## Brief:
Edit the lines from the beginning through the line containing "pixel 372 60", replacing "Reviewer note" with "Annotator note" and leaving everything else unchanged. Return only those lines.

▶

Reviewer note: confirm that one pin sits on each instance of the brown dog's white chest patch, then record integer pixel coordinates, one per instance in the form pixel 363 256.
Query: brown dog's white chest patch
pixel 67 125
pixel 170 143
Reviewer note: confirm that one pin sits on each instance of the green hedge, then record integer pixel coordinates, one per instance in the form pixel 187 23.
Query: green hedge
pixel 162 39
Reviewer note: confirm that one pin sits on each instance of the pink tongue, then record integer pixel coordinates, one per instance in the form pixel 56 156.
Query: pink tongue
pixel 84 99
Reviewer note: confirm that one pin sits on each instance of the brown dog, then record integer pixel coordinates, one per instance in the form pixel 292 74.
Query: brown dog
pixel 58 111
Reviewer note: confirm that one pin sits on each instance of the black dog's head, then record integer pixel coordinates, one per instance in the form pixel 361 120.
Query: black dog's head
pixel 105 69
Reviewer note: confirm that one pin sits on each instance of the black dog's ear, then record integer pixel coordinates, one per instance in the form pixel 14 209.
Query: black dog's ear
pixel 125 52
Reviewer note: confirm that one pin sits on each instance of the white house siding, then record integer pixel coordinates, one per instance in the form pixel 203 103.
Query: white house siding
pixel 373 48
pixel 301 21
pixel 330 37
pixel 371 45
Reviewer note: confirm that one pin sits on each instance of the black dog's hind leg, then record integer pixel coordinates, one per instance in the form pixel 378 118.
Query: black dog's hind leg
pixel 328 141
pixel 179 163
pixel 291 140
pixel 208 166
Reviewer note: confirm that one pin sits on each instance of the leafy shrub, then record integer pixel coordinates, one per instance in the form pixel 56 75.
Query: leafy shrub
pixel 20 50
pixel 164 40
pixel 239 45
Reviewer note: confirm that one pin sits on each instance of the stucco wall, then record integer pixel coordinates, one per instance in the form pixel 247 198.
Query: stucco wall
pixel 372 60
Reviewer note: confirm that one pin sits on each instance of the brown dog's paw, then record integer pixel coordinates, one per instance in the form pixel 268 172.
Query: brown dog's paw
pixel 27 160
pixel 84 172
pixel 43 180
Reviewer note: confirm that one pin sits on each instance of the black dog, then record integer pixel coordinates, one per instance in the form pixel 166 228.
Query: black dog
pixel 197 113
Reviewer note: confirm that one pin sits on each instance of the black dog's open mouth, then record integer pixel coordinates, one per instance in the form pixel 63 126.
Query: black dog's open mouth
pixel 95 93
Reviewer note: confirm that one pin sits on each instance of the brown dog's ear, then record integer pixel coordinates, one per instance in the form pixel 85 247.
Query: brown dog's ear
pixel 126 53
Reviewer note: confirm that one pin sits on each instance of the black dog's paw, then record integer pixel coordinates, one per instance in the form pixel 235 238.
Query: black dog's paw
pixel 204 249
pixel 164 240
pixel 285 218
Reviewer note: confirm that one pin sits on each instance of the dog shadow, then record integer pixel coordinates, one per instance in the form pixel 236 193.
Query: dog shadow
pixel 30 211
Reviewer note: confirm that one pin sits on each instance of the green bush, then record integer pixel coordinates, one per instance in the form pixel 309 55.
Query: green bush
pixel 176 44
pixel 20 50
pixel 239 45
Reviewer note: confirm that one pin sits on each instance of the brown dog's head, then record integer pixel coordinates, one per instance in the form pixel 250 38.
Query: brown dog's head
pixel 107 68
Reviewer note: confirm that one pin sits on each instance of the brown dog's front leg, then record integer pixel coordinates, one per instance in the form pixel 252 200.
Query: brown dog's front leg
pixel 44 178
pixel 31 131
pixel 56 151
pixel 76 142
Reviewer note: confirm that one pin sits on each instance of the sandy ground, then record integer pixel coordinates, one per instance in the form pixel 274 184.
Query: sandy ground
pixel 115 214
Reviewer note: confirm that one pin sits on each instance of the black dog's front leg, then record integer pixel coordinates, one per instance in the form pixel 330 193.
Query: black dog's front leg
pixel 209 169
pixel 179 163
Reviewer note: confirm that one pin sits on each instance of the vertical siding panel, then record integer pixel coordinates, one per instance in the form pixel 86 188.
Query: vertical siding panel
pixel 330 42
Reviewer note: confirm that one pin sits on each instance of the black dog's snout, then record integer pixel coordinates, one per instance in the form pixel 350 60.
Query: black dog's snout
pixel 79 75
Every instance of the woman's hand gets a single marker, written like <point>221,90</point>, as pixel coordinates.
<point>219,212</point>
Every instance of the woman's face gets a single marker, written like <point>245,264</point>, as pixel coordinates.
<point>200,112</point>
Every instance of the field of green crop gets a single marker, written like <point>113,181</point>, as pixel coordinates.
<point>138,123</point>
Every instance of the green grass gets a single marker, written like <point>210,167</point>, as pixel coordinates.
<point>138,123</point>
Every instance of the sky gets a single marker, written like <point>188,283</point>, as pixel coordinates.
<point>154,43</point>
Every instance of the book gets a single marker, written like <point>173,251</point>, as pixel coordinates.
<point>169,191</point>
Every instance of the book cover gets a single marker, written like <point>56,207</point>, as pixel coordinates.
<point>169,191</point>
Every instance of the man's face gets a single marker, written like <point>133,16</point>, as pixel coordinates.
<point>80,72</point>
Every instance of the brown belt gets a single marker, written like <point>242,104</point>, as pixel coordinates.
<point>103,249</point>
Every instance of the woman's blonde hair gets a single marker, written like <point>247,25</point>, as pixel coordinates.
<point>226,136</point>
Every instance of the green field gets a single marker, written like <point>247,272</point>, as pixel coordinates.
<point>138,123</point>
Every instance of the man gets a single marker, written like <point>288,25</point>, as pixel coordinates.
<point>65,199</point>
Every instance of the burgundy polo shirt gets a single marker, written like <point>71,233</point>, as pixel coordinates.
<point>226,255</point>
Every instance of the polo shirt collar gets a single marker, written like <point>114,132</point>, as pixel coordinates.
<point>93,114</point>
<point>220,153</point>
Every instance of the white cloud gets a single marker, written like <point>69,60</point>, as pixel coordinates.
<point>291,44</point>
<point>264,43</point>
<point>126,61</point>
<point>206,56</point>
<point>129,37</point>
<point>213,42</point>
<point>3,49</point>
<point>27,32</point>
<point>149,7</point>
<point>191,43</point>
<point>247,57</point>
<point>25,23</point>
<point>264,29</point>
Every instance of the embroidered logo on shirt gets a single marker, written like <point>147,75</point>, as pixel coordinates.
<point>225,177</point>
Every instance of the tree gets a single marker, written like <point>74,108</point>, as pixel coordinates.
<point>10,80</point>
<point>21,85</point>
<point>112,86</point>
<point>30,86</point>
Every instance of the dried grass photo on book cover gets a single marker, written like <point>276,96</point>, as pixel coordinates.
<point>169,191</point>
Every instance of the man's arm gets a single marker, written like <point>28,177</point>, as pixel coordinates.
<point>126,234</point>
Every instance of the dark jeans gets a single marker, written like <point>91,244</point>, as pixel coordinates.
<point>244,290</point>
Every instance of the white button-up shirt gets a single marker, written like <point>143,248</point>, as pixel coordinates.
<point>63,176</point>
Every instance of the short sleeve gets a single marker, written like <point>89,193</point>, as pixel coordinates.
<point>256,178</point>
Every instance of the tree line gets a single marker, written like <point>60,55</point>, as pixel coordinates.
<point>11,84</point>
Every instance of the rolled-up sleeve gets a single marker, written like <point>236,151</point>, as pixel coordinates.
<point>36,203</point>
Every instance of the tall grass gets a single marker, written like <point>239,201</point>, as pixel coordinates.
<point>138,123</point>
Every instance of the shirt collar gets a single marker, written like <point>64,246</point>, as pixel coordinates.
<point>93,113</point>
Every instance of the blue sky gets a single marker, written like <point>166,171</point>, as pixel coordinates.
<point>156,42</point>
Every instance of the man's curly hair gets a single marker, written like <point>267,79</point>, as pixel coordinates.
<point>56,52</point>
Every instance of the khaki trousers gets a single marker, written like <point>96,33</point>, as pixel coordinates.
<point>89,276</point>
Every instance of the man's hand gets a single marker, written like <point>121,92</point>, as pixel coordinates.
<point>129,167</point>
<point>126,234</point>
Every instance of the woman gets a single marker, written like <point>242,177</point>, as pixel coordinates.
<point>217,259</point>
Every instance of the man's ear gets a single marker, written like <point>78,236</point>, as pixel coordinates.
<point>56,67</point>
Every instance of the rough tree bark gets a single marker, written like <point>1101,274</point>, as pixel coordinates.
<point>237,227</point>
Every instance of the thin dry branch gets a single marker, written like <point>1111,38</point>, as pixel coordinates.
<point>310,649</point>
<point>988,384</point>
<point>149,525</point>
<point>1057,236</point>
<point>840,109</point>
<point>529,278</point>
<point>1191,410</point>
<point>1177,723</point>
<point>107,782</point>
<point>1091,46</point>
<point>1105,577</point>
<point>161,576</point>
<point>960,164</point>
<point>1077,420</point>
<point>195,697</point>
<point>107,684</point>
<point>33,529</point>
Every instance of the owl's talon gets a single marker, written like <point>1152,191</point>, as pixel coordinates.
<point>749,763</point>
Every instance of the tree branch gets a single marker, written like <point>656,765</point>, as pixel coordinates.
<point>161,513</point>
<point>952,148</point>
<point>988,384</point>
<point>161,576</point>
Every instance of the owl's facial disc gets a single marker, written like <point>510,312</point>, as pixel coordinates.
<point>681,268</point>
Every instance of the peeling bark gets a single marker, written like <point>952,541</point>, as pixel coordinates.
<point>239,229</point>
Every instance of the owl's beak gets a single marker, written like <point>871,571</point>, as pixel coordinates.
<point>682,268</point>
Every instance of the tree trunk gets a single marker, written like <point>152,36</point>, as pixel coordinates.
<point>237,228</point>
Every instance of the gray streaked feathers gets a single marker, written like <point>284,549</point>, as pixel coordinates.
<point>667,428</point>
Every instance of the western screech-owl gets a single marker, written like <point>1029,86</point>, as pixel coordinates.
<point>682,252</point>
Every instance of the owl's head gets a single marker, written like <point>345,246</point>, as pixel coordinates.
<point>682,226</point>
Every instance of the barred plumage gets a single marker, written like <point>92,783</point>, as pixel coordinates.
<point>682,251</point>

◀

## Output for this task:
Annotator note: confirm that one pin sits on each instance of the brown dog's white chest patch, then record integer pixel coordinates, one per instance in the form pixel 363 256.
Query: brown dog's white chest patch
pixel 67 125
pixel 170 143
Annotator note: confirm that one pin sits on each instance of the green hedge, then record integer pixel coordinates, one per instance in the form pixel 187 23.
Query: green hedge
pixel 162 39
Annotator note: confirm that one pin sits on each instance of the pink tongue, then record integer pixel coordinates, one per instance in the form pixel 56 156.
Query: pink tongue
pixel 84 99
Annotator note: confirm that one pin sits on each instance of the brown dog, then record integer pixel coordinates, one per instance in the form pixel 292 74.
Query: brown dog
pixel 58 111
Annotator note: confirm that one pin sits on each instance of the black dog's head, then record integer pixel coordinates, one per instance in the form pixel 361 120.
Query: black dog's head
pixel 105 69
Annotator note: confirm that one pin sits on each instance of the black dog's ear, then record integer pixel coordinates, one per instance in the form pixel 14 209.
Query: black dog's ear
pixel 125 52
Annotator note: confirm that one pin sits on each instance of the white house siding, then record integer pixel coordinates, one per instance in the form pixel 203 103.
Query: white house siding
pixel 373 48
pixel 301 21
pixel 330 37
pixel 371 45
Annotator note: confirm that one pin sits on each instance of the black dog's hind leg, then record integer pixel coordinates, one per instance in the form pixel 378 118.
Query: black dog's hind leg
pixel 328 141
pixel 179 163
pixel 291 140
pixel 208 166
Annotator note: confirm that one pin sits on each instance of the leafy shrub, then record integer pixel coordinates, one per instance in the form pixel 56 75.
Query: leafy shrub
pixel 20 50
pixel 164 40
pixel 239 45
Annotator note: confirm that one pin sits on each instance of the stucco wall, then record integer pixel coordinates, one per instance in the form pixel 247 198.
Query: stucco wall
pixel 372 60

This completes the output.